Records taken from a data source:
----------------

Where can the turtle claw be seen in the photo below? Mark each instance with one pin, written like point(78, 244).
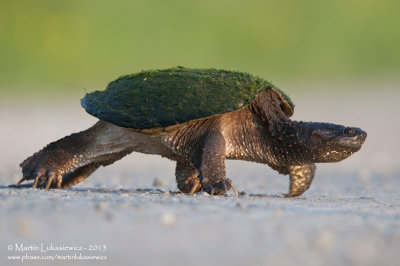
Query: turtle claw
point(233, 187)
point(20, 181)
point(221, 187)
point(195, 186)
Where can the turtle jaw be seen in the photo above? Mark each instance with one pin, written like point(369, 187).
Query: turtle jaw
point(353, 138)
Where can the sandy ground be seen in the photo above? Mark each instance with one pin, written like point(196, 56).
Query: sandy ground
point(350, 216)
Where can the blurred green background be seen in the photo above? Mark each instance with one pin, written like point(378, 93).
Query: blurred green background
point(53, 47)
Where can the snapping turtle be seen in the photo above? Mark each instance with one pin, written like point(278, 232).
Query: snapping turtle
point(199, 118)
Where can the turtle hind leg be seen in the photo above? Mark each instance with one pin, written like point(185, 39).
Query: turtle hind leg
point(301, 177)
point(187, 177)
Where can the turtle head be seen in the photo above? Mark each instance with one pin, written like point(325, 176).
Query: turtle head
point(332, 143)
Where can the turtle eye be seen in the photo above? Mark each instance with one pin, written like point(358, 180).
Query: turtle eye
point(350, 132)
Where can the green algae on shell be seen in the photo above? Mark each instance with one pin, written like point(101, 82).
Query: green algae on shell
point(162, 98)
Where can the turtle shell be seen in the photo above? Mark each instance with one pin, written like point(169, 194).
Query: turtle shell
point(164, 98)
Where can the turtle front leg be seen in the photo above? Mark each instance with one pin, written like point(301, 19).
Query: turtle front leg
point(187, 177)
point(301, 177)
point(72, 159)
point(210, 161)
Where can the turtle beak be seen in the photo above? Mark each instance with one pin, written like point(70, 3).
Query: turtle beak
point(352, 137)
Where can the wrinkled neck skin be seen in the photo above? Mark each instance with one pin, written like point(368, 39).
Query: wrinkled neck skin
point(298, 143)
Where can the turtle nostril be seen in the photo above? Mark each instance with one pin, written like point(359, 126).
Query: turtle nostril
point(350, 131)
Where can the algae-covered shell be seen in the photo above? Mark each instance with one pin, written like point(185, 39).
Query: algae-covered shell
point(163, 98)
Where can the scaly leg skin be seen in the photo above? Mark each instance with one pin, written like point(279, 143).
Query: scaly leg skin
point(72, 159)
point(301, 177)
point(187, 177)
point(210, 160)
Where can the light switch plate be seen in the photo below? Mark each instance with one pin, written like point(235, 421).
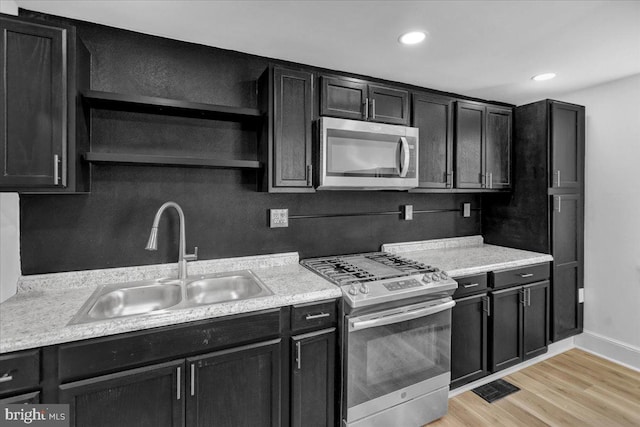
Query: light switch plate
point(407, 212)
point(466, 210)
point(278, 218)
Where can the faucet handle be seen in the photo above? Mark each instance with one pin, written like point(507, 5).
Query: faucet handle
point(193, 256)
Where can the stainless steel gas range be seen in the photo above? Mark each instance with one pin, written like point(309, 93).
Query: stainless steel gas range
point(396, 338)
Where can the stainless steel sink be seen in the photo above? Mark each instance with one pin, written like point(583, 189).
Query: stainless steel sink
point(163, 295)
point(219, 289)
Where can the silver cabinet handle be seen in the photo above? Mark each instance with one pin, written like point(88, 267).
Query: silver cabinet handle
point(193, 379)
point(316, 316)
point(56, 171)
point(404, 157)
point(309, 175)
point(178, 383)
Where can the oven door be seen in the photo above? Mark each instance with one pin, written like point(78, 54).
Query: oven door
point(396, 355)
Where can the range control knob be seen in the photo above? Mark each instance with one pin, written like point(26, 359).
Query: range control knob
point(353, 290)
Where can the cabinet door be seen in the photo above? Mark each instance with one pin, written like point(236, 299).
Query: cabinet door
point(470, 139)
point(469, 340)
point(313, 379)
point(567, 250)
point(152, 396)
point(388, 105)
point(343, 98)
point(33, 106)
point(433, 116)
point(567, 145)
point(292, 112)
point(498, 148)
point(535, 319)
point(505, 324)
point(239, 387)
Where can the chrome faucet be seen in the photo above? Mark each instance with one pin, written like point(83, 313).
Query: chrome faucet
point(183, 257)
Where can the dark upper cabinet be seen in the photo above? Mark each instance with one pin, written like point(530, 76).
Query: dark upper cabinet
point(483, 146)
point(469, 339)
point(42, 121)
point(498, 147)
point(236, 387)
point(343, 98)
point(567, 146)
point(286, 96)
point(470, 146)
point(360, 100)
point(313, 379)
point(540, 215)
point(567, 249)
point(149, 396)
point(433, 116)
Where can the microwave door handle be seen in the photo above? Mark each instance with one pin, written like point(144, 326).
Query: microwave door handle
point(401, 317)
point(404, 157)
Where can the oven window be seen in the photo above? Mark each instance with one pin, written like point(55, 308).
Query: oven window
point(388, 358)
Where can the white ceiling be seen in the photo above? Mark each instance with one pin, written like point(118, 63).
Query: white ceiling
point(484, 49)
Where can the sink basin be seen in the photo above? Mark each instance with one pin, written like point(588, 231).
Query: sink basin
point(162, 295)
point(228, 288)
point(135, 300)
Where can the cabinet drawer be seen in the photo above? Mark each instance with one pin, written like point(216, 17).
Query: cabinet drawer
point(520, 275)
point(19, 371)
point(468, 285)
point(313, 316)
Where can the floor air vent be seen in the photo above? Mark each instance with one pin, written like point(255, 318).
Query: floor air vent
point(495, 390)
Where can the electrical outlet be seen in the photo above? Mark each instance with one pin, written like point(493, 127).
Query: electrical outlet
point(466, 210)
point(278, 218)
point(407, 212)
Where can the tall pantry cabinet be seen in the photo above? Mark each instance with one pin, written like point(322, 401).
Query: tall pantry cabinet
point(545, 211)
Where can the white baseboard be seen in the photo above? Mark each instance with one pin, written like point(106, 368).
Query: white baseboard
point(610, 349)
point(554, 349)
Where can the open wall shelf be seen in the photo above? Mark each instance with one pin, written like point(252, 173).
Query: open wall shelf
point(153, 160)
point(174, 107)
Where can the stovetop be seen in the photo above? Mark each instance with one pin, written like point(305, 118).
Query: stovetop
point(379, 277)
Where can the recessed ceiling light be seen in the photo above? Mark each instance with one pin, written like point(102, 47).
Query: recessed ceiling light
point(412, 37)
point(544, 76)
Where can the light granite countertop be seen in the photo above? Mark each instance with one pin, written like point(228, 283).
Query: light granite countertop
point(39, 313)
point(466, 255)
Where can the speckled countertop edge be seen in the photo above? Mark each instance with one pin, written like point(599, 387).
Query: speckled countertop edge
point(38, 317)
point(466, 255)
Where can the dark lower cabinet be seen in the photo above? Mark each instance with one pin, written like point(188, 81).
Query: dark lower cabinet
point(152, 396)
point(519, 324)
point(239, 387)
point(312, 379)
point(469, 340)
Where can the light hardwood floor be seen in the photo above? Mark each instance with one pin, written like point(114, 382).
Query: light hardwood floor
point(574, 388)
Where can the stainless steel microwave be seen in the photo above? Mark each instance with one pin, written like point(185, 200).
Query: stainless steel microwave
point(357, 155)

----------------

What to do: Convert all of the material above into a two-column CSV with the headers input and output. Each row should hold one text in input and the answer that follows it in output, each in a single quoted field with line breaks turned into spaces, and the pictures left out.

Answer for this exercise:
input,output
"Where can the turtle claw be seen in the photo below? Mark each instance with one pin, written like point(78, 244). Query: turtle claw","point(233, 187) point(20, 181) point(221, 187) point(195, 186)"
"Where can the turtle jaw be seen in the photo above? Mark each instance with one pin, written like point(369, 187). Query: turtle jaw","point(353, 138)"
"Where can the sandy ground be seen in the photo above? Mark each instance with one pin, written like point(196, 56). Query: sandy ground","point(350, 216)"
"Where can the blurred green background be seen in the photo above? Mark each instance with one pin, written like point(378, 93). Query: blurred green background","point(53, 47)"
"Where can the snapping turtle be seen in the photo above? Mark each instance with one pin, written like point(278, 232). Query: snapping turtle","point(199, 118)"
"Where can the turtle hind leg be seen in the photo above? Mark each instance with one pin, written like point(185, 39). Query: turtle hind leg","point(301, 177) point(187, 177)"
"Where can the turtle head be seen in the photo above? Mark each instance with one pin, written like point(325, 176). Query: turtle head","point(332, 143)"
"Where can the turtle eye be seen in the photo above? Mark each instance with one pin, written like point(358, 180). Query: turtle eye","point(350, 132)"
"Where can the green algae on shell be seen in the photo above? Mark each instance with one pin, written like point(101, 82). Query: green algae on shell","point(162, 98)"
"Where can the turtle shell be seen in the photo above? Mark each instance with one pin, written like point(169, 194). Query: turtle shell","point(164, 98)"
"Where can the turtle front leg be seen in the photo above? Mark each instance with one pin, written like point(301, 19). Query: turtle front leg","point(187, 177) point(301, 177) point(72, 159) point(210, 161)"
"Where can the turtle beak be seen in the photo above? Mark each instance with one pin, written like point(70, 3). Query: turtle beak","point(352, 137)"
"Where can the wrinkled neck skin be seen in the photo above? Mark each instance with one pin, written like point(368, 39). Query: wrinkled neck skin","point(298, 143)"
"Where can the turtle nostril be seen in the photo above? Mark each instance with one pin, written like point(359, 126). Query: turtle nostril","point(350, 131)"
"Where can the algae-covered shell be seen in the photo above? Mark each instance with one pin, written like point(185, 39). Query: algae-covered shell","point(163, 98)"
"Where can the scaly leg skin be seen in the photo above? Mark each instance with one pin, written like point(279, 143). Query: scaly leg skin","point(72, 159) point(301, 177) point(187, 177) point(210, 160)"
"Where can the light switch plate be seen in the photo below? Mark each instance with one pin, written like point(235, 421). Query: light switch plate","point(407, 212) point(466, 210) point(278, 218)"
"Where can the faucet handle be seen in the photo above? Mark each instance with one pin, written like point(507, 5). Query: faucet handle","point(193, 256)"
"Where can the stainless steel gas range be seen in the photo above? Mark each instance with one pin, written like point(309, 93). Query: stainless steel gas range","point(396, 338)"
"Where can the stainless steel sink be seen in the photo above? Mark each instance with one pin, written like point(583, 189). Query: stainless steel sink","point(163, 295) point(219, 289)"
"Where can the silver cabinet handle be seen in the photo above? Mark each instance with one pin, written like point(88, 267). Query: silver cabinet handle","point(193, 379) point(316, 316) point(56, 171) point(404, 157) point(309, 175) point(178, 383)"
"Where can the oven door be seen in the photo above? Mark each instance with one pin, written like point(78, 54). Query: oven door","point(396, 355)"
"Where can the range control knob be seen in the photo above? Mark each instance with one pin, written like point(26, 359). Query: range control knob","point(353, 290)"
"Where can the cabinet door be seen in the photo above? Mark each instance with one pin, written like point(236, 299). Query: cabinet door","point(470, 139) point(469, 340) point(313, 379) point(567, 250) point(152, 396) point(388, 105) point(343, 98) point(33, 106) point(433, 116) point(567, 145) point(292, 112) point(498, 148) point(535, 319) point(505, 324) point(239, 387)"
"Where can the chrome faucet be seen in the photo above? Mark each instance with one pin, written like point(83, 313). Query: chrome faucet","point(183, 257)"
"Where can the dark upper cabinet be seen in the photo above? Mark each instance with one pin, written like point(530, 76). Query: dark upper cabinet","point(483, 146) point(469, 339) point(42, 121) point(498, 147) point(236, 387) point(343, 98) point(567, 146) point(286, 96) point(470, 146) point(360, 100) point(313, 379) point(540, 215) point(567, 249) point(149, 396) point(433, 116)"
"Where can the microwave door handle be seen in the photo above? Mark each instance with one pin, written like point(144, 326). Query: microwave door handle","point(401, 317) point(404, 157)"
"Where can the oven window be seen in the photo above? Mark each instance with one pin, written like point(55, 308). Query: oven window","point(388, 358)"
"Where can the white ceiling be seen in the photo above? Mark each instance with one pin, written like point(118, 63). Query: white ceiling","point(484, 49)"
"Where can the sink basin be seen in the photo above? Mark each instance with one pin, written like point(588, 231). Query: sink basin","point(162, 295) point(228, 288) point(135, 300)"
"Where can the cabinet drawer be seen in the photo above? Mark each instance with one pin, written like point(216, 17). Query: cabinet drawer","point(520, 275) point(19, 371) point(468, 285) point(313, 316)"
"Where can the floor air vent be seen in the photo above? Mark each instance with one pin, written like point(255, 318). Query: floor air vent","point(495, 390)"
"Where can the electrical outlet be seen in the photo above? Mark each instance with one pin, written like point(493, 127). Query: electrical outlet","point(466, 210) point(278, 218) point(407, 212)"
"Where can the tall pantry cabinet be seen in the photo above? Mark each instance with one pin, written like point(322, 401). Query: tall pantry cabinet","point(545, 211)"
"Where can the white baseboard be seen in the photo above? Mark each instance with one pin, written like point(106, 368). Query: white baseboard","point(610, 349) point(554, 349)"
"Where can the open wall shelf be seen in the photo above? Mark each instance with one pin, written like point(252, 173). Query: open wall shelf","point(153, 160) point(174, 107)"
"Where can the stovetop be seen in the photo above? Mark each instance with one pin, written like point(305, 118). Query: stovetop","point(379, 277)"
"Where can the recessed ceiling light be seen in the photo above? Mark each instance with one pin, written like point(102, 47). Query: recessed ceiling light","point(412, 37) point(544, 76)"
"Where can the light granite countertop be seen in the photo above? Mark each instance with one pin, written like point(228, 283). Query: light granite countertop","point(39, 313) point(466, 255)"
"Where can the speckled countertop edge be seen in the photo above? Mark each instance with one pin, written like point(599, 387). Query: speckled countertop edge","point(38, 317) point(466, 255)"
"Where can the dark lower cabinet be seen in the photo above? Mark each instance with one pin, written like point(188, 81). Query: dark lower cabinet","point(152, 396) point(519, 324) point(239, 387) point(312, 379) point(469, 340)"
"Where can the light hardwood floor be seen in the photo above? Mark each instance with one pin, written like point(114, 382). Query: light hardwood floor","point(574, 388)"
"Where can the stainless steel microwave be seen in the photo above? Mark each instance with one pin, written like point(185, 200). Query: stainless steel microwave","point(357, 155)"